What the task requires
Count the lines in the listing below that contain the string "road", matching case exactly, and give only the number.

==== Entries ====

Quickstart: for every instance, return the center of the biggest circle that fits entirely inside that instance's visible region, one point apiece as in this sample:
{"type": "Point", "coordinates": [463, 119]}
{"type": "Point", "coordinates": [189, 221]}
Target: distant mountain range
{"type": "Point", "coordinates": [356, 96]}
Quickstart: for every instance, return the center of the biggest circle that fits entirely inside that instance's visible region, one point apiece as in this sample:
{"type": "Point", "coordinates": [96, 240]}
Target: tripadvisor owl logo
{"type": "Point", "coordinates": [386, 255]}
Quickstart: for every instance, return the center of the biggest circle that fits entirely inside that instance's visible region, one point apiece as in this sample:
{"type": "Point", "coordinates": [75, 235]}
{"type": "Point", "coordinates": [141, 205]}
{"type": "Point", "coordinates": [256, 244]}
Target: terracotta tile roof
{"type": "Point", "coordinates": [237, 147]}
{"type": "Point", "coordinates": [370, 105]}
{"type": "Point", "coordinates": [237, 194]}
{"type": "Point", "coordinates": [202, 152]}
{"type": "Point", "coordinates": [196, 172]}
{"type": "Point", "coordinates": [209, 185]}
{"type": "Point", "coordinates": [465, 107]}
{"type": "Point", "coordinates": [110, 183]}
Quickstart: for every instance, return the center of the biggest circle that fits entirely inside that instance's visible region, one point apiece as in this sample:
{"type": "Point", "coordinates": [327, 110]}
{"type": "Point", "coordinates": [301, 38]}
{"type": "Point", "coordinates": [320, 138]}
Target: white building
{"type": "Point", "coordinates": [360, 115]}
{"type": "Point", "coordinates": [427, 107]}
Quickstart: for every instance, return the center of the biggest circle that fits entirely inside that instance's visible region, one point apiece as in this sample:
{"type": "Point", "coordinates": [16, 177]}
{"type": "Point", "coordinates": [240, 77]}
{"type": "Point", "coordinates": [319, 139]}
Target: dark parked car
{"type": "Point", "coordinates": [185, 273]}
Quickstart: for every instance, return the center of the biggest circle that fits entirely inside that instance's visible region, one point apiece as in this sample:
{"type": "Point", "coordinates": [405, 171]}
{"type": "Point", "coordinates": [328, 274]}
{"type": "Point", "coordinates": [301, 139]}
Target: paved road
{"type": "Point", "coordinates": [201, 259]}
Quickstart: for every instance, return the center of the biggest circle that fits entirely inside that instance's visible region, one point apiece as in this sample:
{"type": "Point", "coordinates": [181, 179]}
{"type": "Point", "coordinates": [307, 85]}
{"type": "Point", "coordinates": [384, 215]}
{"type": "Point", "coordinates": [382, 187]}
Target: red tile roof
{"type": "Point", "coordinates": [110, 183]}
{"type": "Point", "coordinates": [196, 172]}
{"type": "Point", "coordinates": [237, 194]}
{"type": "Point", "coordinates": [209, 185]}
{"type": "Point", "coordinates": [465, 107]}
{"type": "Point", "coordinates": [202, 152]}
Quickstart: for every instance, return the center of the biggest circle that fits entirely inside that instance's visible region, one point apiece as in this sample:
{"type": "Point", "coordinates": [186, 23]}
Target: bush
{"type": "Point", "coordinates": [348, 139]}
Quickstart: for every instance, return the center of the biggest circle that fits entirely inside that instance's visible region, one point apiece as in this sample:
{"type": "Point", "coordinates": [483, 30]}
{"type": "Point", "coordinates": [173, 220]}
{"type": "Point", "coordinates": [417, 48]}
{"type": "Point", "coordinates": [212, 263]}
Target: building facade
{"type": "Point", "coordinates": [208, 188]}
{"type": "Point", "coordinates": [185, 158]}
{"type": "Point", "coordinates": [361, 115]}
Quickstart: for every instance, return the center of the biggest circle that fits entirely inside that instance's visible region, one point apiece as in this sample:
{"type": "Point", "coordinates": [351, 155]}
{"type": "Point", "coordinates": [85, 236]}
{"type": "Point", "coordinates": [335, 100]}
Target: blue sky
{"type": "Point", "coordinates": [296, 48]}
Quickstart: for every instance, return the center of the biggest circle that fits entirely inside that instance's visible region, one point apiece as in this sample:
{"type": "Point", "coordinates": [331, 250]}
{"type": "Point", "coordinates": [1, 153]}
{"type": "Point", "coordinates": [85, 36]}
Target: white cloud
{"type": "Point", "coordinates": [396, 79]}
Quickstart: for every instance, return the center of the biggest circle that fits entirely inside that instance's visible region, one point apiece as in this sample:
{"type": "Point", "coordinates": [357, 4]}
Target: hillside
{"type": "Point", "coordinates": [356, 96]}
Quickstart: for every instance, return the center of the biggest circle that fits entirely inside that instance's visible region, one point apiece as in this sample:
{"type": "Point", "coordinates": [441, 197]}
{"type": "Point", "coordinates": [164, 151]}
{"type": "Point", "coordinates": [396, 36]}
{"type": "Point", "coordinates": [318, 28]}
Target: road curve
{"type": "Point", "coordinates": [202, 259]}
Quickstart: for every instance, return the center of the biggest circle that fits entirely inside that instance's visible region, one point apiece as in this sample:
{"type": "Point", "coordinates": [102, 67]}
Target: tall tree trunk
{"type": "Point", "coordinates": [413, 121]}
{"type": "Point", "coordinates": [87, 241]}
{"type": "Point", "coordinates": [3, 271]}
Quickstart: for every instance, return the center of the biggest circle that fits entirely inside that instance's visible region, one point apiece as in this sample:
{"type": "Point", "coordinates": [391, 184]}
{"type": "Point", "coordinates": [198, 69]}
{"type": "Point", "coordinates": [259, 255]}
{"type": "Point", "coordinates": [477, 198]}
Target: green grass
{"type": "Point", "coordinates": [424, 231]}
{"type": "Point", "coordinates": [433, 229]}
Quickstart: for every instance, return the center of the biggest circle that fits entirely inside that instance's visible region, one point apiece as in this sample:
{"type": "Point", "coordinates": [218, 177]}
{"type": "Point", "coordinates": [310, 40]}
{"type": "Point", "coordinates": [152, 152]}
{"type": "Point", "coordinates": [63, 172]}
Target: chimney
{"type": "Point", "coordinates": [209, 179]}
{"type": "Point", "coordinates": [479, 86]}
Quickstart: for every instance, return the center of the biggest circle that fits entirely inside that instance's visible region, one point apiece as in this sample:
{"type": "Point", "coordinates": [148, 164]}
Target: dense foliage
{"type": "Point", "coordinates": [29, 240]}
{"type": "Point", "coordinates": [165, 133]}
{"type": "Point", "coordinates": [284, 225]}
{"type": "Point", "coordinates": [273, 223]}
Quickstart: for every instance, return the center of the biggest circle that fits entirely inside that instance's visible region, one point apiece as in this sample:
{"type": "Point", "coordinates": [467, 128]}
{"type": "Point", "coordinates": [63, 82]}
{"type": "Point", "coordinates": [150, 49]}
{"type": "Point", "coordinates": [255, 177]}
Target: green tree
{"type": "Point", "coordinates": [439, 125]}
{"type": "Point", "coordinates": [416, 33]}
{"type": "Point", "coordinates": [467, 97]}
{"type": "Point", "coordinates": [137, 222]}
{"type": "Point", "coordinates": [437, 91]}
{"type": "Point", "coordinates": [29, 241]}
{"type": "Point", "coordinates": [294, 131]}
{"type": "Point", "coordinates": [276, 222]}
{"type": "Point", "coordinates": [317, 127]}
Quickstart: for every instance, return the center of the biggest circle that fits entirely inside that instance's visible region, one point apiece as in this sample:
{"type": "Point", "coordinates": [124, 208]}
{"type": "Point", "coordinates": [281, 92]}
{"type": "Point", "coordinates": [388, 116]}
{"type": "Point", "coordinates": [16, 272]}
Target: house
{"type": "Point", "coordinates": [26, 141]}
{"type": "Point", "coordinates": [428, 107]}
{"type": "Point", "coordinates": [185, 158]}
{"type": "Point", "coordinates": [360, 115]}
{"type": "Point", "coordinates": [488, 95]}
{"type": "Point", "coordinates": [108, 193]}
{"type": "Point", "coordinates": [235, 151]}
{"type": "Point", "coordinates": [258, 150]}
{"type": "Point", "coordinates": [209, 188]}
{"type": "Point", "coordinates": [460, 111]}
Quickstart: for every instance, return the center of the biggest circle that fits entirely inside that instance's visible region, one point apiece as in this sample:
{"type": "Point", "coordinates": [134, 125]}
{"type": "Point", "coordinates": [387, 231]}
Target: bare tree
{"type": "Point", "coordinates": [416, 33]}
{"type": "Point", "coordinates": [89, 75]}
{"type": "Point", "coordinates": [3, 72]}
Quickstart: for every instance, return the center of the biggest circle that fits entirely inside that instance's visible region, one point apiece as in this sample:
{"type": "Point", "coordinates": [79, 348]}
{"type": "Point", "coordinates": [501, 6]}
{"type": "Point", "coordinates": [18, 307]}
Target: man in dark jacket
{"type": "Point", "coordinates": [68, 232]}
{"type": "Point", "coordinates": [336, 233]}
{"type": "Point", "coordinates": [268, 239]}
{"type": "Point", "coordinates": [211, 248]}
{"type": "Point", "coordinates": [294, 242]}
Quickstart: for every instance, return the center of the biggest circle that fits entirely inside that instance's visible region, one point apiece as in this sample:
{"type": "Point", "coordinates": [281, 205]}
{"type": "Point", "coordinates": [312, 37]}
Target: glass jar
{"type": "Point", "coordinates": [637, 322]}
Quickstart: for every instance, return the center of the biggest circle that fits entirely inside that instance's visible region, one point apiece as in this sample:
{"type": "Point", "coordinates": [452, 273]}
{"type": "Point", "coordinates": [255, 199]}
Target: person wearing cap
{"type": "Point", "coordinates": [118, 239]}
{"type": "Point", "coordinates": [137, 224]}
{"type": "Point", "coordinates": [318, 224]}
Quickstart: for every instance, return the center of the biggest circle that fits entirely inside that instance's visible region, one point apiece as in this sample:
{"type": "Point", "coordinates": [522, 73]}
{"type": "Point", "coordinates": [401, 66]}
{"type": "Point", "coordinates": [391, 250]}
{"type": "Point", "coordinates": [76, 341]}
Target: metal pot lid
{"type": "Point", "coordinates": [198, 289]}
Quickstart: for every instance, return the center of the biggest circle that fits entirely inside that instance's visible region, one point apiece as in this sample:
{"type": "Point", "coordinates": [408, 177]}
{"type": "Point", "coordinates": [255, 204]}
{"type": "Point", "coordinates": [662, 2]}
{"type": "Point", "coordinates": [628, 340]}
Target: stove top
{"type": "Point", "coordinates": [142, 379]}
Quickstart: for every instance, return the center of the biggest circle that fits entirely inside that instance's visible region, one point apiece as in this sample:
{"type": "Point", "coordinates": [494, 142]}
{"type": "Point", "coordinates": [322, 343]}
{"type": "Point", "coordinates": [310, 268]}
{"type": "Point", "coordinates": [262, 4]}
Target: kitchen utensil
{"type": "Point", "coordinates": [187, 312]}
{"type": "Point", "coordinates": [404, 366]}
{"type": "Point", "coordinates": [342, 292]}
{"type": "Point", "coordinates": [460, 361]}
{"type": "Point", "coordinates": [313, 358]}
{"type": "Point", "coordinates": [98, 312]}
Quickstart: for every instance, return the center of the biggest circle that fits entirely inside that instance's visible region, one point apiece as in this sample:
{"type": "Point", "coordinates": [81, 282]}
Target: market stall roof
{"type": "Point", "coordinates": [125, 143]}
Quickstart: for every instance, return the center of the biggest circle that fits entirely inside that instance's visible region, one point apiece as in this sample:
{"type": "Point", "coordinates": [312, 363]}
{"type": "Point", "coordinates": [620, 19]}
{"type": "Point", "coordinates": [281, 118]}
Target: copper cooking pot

====

Written response
2